**EXERCISE GOAL:** Copy all of the data below word for word, keeping every line in its original order.
◆ ◆ ◆ ◆
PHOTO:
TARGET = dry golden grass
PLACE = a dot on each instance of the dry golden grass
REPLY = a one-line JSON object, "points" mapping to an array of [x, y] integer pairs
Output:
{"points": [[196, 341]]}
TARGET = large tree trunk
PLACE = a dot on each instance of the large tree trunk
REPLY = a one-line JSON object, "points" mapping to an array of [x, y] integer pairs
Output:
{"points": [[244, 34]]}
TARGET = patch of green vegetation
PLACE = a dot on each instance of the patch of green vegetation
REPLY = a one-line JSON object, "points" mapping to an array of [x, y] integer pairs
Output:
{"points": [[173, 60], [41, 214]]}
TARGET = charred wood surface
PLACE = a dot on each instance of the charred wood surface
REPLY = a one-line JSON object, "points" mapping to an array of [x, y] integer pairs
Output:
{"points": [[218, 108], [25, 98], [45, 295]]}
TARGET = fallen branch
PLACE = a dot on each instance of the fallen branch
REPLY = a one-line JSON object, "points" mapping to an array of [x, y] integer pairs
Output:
◆ ◆ ◆ ◆
**ANSWER FOR THIS EXERCISE:**
PHOTO:
TARGET = dry golden grass
PLACE = a dot on each instance of the dry golden grass
REPLY = a one-line JSON object, "points" mapping to an array of [x, y] integer pairs
Output:
{"points": [[196, 341]]}
TARGET = large tree trunk
PLACE = a dot on each instance of the large tree trunk
REPLY = a one-line JSON object, "points" mapping to an array of [x, y] integer pairs
Output:
{"points": [[244, 34]]}
TARGET = patch of green vegetation
PLACE = a dot on each instance of the patch of green vegetation
REPLY = a one-line JSON object, "points" mapping to an array of [x, y] integer pairs
Output:
{"points": [[173, 60], [41, 214]]}
TARGET = charred wood surface
PLACE = a dot on each instance of the charred wood surface
REPLY = a one-line JSON object, "points" mapping to an array of [x, y] integer pairs
Output:
{"points": [[218, 108], [25, 98], [45, 295]]}
TARGET = fallen branch
PLACE = a dot on each instance of the fallen branch
REPLY = a one-line JSON object, "points" mapping to an array of [x, y] integer pairs
Output:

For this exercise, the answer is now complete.